▸ Problem set:
1. Decide whether each statement agrees with the treatment contrasts text: (a) the analysis has 4000 posterior samples; (b) this step uses contrast() from emmeans to compare treatment combinations; (c) the credible intervals use ci_method = 'hdi'. Answer yes or no for each and quote the deciding words.
2. Copy the stretch of the treatment contrasts text from "data.frame(contrast = contrast_names, value" through "manage, reverse = TRUE))".

Step 3. Testing whether mean class differs between treatment combinations

  • In the past we’ve used contrast() from emmeans to do this but now we have to do it longhand
  • Custom function to take all pairwise differences by group
  • Apply the function to contrast mean predicted classes, averaged over weeks
    • Difference between the two nitrogen levels within each management level
    • Difference between each pair of management levels within each nitrogen level
  • Other comparisons are possible
pairwise_diffs <- function(values, group_names, reverse = TRUE) {
  if (reverse) {
    values <- rev(values)
    group_names <- rev(group_names)
  }
  diffs <- apply(combn(values, 2), 2, function(x) x[1] - x[2])
  contrast_names <- apply(combn(as.character(group_names), 2), 2, paste, collapse = '-')
  data.frame(contrast = contrast_names, value = diffs)
}

karcher_mgmt_contrasts <- karcher_epred_meanclass %>% 
  filter(week == 'overall') %>%
  group_by(nitro, .draw) %>%
  reframe(pairwise_diffs(mean_class, manage, reverse = TRUE))

karcher_nitro_contrasts <- karcher_epred_meanclass %>% 
  filter(week == 'overall') %>%
  group_by(manage, .draw) %>%
  reframe(pairwise_diffs(mean_class, nitro, reverse = TRUE))

Making inference based on the contrasts

  • describe_posterior() generates table of medians and credible intervals for contrasts
  • \(p_d\) and \(p_{MAP}\): “Bayesian p-values”
  • Note we have 4000 posterior samples so pd = 1 is really pd > 3999/4000
  • \(p_{MAP}\) is not as strictly limited but you do need a lot of samples to characterize the tail of a distribution
(karcher_mgmt_contrast_post <- karcher_mgmt_contrasts %>%
  group_by(nitro, contrast) %>%
  summarize(describe_posterior(value, ci_method = 'eti', ci_width = c(.66, .95), test = c('pd', 'p_map'))))

(karcher_nitro_contrast_post <- karcher_nitro_contrasts %>%
  group_by(manage, contrast) %>%
  summarize(describe_posterior(value, ci_method = 'eti', ci_width = c(.66, .95), test = c('pd', 'p_map'))))

Presentation ideas: How to report this analysis in a manuscript?

  • Description of statistical model for methods section (including model comparison results)

▸ Listed entries:
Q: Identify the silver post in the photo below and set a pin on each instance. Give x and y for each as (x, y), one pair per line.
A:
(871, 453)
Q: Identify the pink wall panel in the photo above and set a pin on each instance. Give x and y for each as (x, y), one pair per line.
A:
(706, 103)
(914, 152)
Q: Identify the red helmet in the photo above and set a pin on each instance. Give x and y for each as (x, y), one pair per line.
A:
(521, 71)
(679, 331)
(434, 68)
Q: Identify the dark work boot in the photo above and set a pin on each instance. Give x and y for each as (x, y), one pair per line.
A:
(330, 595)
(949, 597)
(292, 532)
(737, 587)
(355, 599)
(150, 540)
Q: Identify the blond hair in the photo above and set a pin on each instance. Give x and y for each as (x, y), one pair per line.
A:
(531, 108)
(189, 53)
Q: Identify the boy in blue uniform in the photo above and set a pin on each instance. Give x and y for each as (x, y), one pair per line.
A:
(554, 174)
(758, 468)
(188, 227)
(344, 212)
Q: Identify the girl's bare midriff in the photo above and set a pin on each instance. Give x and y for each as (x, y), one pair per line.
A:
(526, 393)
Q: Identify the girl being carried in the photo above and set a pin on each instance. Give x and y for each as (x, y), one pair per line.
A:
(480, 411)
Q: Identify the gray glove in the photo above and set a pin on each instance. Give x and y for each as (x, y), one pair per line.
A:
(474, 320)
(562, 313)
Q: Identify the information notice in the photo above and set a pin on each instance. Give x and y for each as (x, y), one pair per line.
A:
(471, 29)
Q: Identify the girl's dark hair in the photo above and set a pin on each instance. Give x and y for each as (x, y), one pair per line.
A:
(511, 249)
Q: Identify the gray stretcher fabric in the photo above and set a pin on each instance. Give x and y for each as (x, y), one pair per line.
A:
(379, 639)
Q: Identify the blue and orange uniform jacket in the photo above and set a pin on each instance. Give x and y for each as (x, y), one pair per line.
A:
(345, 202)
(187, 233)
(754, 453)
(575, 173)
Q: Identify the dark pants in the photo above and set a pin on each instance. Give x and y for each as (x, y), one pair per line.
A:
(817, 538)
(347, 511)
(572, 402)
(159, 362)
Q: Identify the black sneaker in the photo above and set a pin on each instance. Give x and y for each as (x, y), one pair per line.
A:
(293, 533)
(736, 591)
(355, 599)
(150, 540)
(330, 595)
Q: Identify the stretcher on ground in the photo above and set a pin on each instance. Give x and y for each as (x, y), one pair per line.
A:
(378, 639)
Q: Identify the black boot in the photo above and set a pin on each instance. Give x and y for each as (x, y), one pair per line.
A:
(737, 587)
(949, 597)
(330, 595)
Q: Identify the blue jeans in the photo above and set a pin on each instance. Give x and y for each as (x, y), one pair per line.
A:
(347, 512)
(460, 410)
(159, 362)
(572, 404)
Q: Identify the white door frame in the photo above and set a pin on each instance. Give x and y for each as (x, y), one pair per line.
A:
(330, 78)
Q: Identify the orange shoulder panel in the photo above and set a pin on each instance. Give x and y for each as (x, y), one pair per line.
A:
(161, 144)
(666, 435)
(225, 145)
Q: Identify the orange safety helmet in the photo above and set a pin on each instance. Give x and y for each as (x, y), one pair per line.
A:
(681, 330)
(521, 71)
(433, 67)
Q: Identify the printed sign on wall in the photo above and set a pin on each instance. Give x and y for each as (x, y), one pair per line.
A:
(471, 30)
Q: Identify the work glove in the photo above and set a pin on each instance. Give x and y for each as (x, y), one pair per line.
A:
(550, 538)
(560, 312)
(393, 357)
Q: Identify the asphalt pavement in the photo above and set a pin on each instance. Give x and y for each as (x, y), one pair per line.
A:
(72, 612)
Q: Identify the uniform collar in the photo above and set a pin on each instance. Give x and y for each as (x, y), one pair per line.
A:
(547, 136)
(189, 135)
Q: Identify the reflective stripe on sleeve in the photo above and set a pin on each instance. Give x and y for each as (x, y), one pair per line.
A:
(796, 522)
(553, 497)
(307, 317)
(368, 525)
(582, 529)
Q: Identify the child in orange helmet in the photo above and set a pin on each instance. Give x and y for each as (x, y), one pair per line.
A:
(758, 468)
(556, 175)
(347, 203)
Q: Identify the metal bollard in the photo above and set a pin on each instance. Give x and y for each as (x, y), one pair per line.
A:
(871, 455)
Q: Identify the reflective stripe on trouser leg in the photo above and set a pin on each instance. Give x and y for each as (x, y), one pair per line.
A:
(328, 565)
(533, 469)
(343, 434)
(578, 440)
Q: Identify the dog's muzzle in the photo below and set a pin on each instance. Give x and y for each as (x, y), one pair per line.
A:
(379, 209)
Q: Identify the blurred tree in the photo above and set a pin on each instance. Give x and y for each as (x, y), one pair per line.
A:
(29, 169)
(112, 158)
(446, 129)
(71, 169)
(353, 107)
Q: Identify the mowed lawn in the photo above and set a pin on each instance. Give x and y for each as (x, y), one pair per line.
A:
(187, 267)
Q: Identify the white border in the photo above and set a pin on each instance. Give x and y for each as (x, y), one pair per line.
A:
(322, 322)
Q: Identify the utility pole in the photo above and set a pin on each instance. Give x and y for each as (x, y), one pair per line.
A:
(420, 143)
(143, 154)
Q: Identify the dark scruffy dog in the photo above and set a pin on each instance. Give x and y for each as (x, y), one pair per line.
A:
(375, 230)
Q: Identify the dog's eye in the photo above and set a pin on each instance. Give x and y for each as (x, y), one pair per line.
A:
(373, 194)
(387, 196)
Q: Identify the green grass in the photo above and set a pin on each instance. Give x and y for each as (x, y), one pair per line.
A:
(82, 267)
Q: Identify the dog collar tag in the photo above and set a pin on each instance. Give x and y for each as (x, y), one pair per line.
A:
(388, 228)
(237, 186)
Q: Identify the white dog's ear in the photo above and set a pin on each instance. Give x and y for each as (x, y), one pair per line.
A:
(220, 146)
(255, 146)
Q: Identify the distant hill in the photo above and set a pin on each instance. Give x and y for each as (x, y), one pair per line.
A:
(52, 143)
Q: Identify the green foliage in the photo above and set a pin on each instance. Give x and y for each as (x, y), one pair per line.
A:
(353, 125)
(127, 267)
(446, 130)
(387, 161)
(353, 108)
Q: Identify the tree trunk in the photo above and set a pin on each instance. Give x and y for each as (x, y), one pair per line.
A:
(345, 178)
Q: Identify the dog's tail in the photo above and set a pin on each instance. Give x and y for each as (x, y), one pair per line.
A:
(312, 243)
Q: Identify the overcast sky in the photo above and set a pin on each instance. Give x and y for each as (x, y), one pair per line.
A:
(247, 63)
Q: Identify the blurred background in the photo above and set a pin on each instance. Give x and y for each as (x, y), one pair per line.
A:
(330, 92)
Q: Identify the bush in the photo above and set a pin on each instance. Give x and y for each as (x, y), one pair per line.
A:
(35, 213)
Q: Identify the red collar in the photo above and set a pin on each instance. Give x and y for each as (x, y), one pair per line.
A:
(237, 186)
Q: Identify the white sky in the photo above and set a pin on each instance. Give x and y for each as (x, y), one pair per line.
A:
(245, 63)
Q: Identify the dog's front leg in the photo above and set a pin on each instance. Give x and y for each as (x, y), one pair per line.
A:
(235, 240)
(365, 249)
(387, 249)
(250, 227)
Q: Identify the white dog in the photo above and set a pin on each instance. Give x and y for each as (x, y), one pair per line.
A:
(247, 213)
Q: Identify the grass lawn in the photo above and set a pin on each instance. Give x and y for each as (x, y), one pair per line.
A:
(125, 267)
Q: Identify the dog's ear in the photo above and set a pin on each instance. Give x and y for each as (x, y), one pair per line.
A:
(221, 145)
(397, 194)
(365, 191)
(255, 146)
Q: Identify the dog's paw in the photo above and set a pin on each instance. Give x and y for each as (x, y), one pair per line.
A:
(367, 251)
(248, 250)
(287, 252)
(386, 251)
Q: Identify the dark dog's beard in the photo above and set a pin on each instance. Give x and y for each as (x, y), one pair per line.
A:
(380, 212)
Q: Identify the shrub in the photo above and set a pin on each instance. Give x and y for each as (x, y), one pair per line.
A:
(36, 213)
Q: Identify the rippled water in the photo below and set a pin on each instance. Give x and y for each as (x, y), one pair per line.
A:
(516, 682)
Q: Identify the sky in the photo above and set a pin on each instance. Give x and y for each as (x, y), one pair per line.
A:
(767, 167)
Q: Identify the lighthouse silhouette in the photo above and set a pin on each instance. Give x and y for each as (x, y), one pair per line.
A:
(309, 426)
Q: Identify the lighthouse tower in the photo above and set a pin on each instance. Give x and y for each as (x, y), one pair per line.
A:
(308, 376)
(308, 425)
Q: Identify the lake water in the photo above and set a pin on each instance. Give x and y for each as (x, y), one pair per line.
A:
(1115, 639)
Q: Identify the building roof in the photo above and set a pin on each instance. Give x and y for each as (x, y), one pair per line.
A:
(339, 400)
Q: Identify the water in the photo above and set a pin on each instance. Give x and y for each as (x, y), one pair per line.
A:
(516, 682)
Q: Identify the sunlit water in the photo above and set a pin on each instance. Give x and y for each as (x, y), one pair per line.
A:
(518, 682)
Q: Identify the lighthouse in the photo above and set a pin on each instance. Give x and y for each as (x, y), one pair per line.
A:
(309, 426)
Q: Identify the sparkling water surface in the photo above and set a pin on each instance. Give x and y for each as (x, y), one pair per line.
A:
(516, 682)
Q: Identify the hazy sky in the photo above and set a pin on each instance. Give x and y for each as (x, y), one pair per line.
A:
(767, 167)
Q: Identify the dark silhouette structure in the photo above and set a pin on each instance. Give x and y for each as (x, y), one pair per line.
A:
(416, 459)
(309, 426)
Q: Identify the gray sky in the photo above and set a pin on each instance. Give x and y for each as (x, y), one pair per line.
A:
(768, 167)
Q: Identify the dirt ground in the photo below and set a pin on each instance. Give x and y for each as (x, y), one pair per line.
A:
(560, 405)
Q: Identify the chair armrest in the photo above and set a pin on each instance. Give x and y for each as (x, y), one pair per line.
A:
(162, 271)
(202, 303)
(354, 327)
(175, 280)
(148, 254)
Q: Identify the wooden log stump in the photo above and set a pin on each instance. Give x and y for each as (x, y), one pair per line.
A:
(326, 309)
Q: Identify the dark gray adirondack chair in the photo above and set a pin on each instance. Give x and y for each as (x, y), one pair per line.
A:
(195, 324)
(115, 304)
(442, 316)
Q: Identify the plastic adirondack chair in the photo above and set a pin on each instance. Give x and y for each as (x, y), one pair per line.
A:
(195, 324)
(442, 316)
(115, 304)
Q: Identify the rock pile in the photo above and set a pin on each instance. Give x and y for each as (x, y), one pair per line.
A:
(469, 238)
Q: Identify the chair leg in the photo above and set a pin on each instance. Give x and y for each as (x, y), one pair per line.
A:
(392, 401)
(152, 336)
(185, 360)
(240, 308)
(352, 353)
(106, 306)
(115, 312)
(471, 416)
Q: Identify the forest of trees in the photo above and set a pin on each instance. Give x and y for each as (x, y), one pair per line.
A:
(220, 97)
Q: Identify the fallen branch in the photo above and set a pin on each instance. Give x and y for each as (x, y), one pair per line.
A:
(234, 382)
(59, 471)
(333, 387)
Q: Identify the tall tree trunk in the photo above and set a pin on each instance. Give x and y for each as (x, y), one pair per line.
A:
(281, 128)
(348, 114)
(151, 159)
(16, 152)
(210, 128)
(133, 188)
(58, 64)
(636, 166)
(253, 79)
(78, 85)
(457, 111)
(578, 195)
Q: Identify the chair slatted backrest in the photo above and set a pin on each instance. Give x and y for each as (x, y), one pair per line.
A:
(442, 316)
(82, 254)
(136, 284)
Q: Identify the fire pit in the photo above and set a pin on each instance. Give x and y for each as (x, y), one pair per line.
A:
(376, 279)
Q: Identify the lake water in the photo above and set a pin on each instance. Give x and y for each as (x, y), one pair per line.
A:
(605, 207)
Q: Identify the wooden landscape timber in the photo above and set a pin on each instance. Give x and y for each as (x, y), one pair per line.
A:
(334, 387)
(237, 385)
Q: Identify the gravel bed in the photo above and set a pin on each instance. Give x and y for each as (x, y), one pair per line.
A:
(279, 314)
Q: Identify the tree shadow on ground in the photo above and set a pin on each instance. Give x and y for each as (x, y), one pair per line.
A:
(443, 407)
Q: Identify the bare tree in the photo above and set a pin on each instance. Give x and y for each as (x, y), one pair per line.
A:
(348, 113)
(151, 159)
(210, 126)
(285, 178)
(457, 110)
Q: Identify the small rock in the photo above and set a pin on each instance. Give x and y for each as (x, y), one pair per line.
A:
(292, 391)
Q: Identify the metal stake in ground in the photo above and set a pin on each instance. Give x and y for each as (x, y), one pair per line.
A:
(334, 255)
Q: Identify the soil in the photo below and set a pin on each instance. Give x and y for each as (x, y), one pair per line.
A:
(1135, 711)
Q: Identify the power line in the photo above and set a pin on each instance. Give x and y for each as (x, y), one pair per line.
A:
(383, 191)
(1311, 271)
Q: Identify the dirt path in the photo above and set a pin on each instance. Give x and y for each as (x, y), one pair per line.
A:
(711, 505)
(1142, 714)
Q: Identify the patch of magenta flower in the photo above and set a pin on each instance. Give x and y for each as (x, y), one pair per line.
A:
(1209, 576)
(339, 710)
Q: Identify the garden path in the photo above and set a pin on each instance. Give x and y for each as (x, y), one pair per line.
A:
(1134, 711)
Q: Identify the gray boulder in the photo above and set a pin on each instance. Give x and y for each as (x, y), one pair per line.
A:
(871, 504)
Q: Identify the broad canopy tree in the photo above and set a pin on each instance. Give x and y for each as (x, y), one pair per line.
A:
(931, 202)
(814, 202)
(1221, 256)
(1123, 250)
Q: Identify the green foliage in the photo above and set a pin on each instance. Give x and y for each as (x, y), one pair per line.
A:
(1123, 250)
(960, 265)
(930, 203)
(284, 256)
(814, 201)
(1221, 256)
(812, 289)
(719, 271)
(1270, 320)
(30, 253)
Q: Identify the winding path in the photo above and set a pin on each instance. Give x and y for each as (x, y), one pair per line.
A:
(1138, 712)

▸ List of answers:
1.
(a) Yes: "Note we have 4000 posterior samples so pd = 1 is really pd > 3999/4000"
(b) No: "In the past we’ve used contrast() from emmeans to do this but now we have to do it longhand"
(c) No: "ci_method = 'eti'"

2.
data.frame(contrast = contrast_names, value = diffs)
}

karcher_mgmt_contrasts <- karcher_epred_meanclass %>% 
  filter(week == 'overall') %>%
  group_by(nitro, .draw) %>%
  reframe(pairwise_diffs(mean_class, manage, reverse = TRUE))